WHAT YOU ARE ASKED TO DO |
Rewrite everything from the line containing "For every instance of the man's" down to the last line below, both included. Keep the requests and their sample pairs unchanged, and multiply every coordinate in the answers by 2.3, rounding to whole numbers with halves rounded up.

-- Start of RAW RECORDS --

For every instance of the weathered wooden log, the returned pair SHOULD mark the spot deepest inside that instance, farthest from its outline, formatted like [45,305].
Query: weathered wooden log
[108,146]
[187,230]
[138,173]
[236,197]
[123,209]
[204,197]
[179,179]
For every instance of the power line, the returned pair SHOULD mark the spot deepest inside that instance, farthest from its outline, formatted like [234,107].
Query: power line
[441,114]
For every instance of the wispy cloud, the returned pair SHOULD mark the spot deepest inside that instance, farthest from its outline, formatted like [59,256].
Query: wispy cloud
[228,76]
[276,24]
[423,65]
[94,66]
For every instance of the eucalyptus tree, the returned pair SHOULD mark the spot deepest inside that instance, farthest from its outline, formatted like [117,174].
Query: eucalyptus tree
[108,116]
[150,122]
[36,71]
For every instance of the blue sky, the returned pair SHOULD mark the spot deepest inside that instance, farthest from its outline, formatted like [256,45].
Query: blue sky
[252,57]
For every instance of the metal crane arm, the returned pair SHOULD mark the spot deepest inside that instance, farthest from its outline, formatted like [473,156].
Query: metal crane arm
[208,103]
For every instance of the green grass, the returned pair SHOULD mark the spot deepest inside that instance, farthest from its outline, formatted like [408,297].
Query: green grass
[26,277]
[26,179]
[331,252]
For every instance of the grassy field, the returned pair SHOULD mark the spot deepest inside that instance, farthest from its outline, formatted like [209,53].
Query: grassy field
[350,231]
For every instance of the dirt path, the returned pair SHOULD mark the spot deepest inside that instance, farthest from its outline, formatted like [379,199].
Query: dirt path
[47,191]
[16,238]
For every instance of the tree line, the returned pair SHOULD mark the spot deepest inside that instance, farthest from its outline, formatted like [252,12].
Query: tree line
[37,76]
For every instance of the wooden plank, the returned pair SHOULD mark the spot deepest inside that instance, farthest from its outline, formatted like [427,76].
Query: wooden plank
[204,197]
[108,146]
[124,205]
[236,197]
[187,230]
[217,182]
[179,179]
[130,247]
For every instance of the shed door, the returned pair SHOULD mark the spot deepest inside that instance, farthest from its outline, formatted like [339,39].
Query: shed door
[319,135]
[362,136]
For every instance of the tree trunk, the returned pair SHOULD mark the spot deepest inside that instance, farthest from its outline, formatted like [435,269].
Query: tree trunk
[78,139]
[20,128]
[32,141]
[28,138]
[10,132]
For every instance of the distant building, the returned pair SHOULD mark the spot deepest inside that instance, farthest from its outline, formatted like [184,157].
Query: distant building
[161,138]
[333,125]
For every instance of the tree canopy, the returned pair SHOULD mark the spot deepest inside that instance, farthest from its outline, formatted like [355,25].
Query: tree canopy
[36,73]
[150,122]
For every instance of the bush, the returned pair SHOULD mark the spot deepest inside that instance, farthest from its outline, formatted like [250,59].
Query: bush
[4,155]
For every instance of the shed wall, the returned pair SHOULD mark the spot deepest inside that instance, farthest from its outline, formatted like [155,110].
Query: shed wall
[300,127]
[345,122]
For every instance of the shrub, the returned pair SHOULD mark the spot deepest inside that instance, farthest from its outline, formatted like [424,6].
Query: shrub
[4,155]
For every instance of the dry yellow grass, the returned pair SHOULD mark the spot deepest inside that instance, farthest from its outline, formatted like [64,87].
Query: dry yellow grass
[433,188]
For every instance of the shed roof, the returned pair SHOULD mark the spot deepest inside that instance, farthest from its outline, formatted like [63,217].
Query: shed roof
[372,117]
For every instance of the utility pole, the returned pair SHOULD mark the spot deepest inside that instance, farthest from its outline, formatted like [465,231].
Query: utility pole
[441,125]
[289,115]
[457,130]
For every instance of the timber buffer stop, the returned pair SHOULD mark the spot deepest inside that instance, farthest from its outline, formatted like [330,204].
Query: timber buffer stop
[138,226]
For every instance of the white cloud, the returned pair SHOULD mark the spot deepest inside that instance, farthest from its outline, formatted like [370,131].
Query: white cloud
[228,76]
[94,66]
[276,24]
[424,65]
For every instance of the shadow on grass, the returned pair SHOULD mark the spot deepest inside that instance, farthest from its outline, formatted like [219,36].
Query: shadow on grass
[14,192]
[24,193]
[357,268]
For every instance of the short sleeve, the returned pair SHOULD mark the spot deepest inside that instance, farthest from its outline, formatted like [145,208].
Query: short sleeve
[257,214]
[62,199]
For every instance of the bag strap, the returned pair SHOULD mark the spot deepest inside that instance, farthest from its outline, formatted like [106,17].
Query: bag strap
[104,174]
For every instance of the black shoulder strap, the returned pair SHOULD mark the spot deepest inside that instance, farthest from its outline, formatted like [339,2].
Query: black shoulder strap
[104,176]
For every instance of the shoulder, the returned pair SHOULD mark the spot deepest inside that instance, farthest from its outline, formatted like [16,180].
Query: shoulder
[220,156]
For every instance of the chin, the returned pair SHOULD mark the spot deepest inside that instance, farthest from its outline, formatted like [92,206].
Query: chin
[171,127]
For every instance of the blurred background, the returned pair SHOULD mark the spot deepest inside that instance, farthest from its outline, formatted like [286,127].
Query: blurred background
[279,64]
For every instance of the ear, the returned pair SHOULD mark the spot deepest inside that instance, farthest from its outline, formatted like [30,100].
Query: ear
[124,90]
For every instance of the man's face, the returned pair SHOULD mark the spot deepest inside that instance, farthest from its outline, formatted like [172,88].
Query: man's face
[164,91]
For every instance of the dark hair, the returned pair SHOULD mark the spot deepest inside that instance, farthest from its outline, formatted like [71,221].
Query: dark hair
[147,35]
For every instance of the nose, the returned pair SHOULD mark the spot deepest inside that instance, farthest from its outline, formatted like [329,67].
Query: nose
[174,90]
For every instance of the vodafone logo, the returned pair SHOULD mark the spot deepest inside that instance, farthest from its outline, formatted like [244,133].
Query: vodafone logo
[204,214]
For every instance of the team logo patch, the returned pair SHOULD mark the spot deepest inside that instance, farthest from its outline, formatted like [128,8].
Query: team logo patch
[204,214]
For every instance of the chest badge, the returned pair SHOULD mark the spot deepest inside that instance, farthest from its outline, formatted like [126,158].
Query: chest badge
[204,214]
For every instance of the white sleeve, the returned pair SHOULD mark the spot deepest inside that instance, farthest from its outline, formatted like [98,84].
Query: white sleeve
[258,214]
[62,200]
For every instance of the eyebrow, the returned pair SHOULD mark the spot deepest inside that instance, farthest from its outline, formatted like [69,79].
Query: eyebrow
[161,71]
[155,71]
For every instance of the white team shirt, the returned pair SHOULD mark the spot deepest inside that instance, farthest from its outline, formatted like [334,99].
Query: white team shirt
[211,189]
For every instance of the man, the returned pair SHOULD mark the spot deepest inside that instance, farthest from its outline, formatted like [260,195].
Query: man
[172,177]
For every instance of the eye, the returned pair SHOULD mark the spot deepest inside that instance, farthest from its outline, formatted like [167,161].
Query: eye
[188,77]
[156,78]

-- End of RAW RECORDS --

WORKED ANSWER |
For every instance of the man's face, the returned pair SHOULD mark the spot deepest inside that instance, farthest from its outline, formatted like [172,88].
Query: man's face
[377,209]
For every instance of the dark hair, the returned pair SHOULD mark the spot deepest inside that instance, farthest from its outline, formatted like [71,221].
Query: dark hair
[338,81]
For every instance of the nose, the returned pair SHOULD mark the spot deepest inside that instance, farthest from its outline, formatted like [329,67].
Query: nose
[400,207]
For every instance of the vodafone logo, the returned pair SHOULD mark the spot deepest inside that instance, farthest from its outline, formatted like [244,133].
Query: vodafone logo
[469,492]
For every instance of the team logo patch, the returned pair SHOULD mark the spot deepest inside that instance, farthest from its outline, formatted like [128,8].
Query: team logo patch
[469,492]
For every instance of the chest badge, the returned pair SHOULD mark the spot deepest inside that instance, farthest from its outline, formatted like [126,158].
Query: chest badge
[469,492]
For every instance of the white sleeve, the returned pair SHOULD mark the spot deepest inside that instance, farthest from its outline, formatted like [98,84].
Query: white sleeve
[593,492]
[143,460]
For every instance of the eyebrow, the returned pair SHOULD mark the spot deepest inside that instance, farthest from its outline, formatted like [69,79].
Query: eyebrow
[370,163]
[357,163]
For every instance of the white team shirt, the returned pair SHOULD mark the spot deepest inside that instance, farthest from its outline, formatted like [334,99].
Query: white team shirt
[485,435]
For every instance of the man, the returned pair SHOULD mark the spot deepest inside that instance, farthest from its outline, formatted like [260,195].
Query: man
[396,407]
For every instance of the eye, the returned pair SHOULD mark the spot deepest inside that instance, farthest from its outline, formatted like [167,161].
Query: eye
[432,177]
[359,179]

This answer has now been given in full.